ACTIVITY: Write out the line that contains "[spot] the parked", then every following line to the end of the records below, with no other lines and no changes.

Data records:
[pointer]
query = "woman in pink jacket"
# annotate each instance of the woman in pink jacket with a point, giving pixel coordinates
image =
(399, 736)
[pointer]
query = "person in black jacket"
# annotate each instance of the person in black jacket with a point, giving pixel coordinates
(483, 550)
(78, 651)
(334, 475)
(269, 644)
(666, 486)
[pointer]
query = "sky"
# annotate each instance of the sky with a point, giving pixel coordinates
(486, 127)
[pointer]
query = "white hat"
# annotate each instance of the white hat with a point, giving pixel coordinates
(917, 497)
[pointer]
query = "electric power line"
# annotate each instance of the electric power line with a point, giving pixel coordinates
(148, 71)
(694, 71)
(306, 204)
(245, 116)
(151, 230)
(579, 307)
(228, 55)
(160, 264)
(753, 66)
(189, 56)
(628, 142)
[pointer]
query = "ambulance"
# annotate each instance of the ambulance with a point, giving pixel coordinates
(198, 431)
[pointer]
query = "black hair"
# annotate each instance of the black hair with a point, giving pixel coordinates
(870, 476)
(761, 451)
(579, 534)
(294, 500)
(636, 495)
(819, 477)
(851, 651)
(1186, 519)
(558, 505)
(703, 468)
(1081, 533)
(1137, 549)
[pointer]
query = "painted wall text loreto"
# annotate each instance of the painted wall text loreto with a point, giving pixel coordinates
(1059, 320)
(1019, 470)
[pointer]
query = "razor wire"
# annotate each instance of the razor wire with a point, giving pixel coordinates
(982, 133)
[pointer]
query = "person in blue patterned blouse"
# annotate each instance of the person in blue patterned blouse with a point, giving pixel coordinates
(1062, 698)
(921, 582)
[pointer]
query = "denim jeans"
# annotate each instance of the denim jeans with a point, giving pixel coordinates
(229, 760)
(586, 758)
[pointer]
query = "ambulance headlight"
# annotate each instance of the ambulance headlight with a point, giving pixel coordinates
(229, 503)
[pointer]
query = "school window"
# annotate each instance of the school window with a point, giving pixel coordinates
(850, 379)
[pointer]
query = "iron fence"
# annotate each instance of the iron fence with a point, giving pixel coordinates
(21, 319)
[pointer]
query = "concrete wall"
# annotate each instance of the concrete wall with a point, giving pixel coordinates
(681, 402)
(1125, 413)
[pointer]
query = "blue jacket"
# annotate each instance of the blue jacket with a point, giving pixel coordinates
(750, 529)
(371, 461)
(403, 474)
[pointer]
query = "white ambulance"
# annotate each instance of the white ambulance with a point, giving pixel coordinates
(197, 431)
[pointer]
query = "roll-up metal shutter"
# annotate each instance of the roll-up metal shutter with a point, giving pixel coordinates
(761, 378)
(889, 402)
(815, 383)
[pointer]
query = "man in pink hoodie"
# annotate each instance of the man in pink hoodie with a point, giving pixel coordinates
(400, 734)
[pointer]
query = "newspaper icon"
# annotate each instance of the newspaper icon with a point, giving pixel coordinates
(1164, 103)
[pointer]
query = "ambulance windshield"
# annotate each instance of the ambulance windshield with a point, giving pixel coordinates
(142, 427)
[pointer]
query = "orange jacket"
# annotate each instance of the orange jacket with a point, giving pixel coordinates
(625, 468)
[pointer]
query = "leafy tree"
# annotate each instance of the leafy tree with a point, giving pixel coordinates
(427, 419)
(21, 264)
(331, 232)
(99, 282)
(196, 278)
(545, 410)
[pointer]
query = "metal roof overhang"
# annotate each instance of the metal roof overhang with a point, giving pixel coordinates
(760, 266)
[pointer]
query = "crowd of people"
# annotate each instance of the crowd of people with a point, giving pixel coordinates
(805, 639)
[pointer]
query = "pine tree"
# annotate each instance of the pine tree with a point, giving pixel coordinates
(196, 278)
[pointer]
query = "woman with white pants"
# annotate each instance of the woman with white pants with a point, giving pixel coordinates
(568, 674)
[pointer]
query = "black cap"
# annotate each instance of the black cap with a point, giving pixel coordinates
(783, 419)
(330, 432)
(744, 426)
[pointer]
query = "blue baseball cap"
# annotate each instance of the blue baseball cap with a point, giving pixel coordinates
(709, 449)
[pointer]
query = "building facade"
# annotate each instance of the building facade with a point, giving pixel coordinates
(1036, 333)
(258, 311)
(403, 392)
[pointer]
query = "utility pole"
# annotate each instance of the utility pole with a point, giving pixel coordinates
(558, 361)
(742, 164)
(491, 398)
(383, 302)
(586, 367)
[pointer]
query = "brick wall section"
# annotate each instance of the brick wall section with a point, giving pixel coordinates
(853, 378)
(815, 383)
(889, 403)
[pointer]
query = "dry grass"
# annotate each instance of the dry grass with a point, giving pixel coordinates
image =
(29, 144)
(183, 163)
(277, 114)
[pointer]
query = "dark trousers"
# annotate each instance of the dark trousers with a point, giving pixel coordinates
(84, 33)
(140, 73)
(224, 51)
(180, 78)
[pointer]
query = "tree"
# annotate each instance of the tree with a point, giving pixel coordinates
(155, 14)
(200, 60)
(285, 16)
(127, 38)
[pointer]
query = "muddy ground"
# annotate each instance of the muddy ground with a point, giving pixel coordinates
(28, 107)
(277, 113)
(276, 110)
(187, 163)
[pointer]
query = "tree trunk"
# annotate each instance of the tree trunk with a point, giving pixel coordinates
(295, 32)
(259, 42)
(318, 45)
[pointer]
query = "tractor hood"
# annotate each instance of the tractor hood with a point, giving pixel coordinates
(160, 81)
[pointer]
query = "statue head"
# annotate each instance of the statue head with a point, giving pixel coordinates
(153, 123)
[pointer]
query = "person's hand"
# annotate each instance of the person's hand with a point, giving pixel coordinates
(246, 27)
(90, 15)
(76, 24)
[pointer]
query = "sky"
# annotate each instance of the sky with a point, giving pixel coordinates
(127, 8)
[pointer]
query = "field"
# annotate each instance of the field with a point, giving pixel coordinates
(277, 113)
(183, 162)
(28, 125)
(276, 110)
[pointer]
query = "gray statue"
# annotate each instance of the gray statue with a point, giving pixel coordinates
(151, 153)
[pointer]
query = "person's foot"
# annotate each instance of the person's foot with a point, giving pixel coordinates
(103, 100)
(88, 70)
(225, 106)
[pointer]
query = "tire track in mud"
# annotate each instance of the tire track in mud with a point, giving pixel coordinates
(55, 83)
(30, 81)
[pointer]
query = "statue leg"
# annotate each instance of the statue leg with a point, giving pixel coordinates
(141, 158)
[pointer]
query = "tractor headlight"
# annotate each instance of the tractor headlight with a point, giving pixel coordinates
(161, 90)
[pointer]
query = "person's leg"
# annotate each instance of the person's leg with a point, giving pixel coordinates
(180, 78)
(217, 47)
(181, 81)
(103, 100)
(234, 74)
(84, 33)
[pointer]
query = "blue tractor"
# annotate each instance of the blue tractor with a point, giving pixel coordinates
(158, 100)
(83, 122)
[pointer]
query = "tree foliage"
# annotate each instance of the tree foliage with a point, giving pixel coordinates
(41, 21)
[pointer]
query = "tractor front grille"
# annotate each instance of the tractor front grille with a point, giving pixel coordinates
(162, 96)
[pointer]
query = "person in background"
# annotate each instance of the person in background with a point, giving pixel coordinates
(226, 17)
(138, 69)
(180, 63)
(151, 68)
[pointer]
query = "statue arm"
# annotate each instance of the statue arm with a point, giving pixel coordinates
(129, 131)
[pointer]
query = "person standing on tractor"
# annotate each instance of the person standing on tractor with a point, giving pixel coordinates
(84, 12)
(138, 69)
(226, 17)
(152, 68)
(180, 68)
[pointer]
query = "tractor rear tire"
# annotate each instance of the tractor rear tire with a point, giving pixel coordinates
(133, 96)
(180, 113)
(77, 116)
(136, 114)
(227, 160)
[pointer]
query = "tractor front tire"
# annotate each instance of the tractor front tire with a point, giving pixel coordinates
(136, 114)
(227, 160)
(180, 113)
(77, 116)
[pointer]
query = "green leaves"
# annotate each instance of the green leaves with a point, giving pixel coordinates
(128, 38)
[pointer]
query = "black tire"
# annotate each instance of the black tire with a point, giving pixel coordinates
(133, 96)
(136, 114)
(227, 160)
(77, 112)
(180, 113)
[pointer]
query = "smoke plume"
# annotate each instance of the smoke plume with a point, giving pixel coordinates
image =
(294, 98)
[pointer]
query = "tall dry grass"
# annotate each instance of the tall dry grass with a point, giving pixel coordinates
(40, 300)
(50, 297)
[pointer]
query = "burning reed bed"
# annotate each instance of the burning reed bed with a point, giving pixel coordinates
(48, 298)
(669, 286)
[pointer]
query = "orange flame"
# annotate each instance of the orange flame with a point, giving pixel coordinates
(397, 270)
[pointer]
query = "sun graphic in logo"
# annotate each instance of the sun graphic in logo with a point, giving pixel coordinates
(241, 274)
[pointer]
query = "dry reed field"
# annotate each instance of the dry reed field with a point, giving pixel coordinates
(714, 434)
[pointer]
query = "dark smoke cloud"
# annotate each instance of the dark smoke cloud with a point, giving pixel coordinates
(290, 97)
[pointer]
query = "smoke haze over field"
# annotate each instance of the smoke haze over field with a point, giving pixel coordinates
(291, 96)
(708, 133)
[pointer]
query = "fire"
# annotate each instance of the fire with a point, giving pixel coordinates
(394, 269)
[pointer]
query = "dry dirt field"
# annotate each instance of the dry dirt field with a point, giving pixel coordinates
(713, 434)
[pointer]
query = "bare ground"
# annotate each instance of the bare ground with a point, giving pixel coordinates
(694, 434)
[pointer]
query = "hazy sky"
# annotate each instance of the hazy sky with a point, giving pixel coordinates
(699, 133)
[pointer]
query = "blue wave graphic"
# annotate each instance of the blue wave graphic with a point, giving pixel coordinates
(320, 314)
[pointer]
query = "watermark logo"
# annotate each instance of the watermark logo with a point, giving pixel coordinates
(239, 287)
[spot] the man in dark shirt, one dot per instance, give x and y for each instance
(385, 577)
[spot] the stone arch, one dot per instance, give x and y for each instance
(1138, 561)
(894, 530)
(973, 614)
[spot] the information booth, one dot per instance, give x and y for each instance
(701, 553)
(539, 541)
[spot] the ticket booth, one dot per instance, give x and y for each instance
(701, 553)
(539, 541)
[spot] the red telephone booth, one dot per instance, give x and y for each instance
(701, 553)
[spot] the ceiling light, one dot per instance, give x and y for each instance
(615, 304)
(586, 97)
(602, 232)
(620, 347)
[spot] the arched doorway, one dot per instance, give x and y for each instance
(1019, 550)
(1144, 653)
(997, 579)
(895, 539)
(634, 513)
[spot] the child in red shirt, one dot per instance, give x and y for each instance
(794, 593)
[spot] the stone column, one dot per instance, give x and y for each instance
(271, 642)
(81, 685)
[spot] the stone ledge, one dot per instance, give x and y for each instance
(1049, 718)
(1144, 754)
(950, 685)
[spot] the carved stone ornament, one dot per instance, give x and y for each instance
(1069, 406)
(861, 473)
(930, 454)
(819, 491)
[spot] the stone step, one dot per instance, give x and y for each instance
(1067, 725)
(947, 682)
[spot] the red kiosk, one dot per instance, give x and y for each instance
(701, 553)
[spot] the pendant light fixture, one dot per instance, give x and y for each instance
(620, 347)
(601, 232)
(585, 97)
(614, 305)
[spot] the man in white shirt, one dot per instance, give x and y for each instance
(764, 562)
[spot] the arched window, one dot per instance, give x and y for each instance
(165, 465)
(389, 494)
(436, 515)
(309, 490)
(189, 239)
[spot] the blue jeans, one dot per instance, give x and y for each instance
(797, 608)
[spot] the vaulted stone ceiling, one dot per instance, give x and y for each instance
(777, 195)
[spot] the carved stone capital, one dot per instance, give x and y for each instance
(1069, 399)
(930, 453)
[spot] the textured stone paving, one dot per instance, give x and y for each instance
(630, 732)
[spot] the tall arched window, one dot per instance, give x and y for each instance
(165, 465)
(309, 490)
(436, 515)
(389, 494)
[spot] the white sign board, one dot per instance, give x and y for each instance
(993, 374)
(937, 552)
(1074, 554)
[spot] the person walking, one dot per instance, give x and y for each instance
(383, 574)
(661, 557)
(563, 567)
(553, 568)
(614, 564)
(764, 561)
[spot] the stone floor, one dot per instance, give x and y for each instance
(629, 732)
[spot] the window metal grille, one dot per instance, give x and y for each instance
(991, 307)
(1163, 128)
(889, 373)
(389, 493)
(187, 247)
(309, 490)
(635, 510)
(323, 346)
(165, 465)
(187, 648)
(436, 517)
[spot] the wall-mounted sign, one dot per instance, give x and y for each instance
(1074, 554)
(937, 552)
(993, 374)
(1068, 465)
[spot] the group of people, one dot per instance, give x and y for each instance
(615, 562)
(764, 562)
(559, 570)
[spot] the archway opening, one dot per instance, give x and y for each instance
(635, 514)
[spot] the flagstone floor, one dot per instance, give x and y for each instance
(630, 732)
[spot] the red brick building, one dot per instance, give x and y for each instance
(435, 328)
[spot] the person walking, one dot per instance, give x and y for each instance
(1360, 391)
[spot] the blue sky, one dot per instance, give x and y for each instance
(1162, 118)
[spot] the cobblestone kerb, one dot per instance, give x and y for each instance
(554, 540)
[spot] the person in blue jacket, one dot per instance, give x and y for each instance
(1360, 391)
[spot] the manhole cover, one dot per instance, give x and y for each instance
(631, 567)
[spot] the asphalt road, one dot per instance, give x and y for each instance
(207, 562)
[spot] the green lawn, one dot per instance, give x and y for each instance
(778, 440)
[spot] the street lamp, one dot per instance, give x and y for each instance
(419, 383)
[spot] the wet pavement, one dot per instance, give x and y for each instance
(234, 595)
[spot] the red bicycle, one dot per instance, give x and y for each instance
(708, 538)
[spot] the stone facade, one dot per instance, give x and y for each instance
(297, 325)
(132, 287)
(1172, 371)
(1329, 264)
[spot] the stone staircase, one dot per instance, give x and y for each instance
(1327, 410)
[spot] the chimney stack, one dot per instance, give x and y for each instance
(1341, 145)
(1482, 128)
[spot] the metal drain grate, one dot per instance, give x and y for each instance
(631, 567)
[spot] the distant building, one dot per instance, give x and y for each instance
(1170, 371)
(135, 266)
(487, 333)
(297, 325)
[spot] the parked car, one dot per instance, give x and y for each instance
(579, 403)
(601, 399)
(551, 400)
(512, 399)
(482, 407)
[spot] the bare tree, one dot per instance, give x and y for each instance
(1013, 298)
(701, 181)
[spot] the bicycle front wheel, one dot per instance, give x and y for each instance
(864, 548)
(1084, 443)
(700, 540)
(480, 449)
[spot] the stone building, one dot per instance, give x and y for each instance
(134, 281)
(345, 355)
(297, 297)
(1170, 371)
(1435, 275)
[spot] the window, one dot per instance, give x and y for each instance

ANSWER TO THE EXERCISE:
[spot] the parked car, one dot per instance, give x and y for each instance
(579, 403)
(601, 399)
(551, 400)
(512, 399)
(482, 407)
[spot] the bare tree, one dot per instance, give x and y for each instance
(1013, 298)
(701, 181)
[spot] the bicycle front wheel, one dot per instance, give x and y for each instance
(864, 548)
(1084, 443)
(700, 540)
(480, 449)
[spot] the stone building, one dot per instance, give x and y for each instance
(134, 281)
(345, 355)
(297, 297)
(1170, 371)
(1435, 275)
[spot] the window, one dot per instance, give x and y for each instance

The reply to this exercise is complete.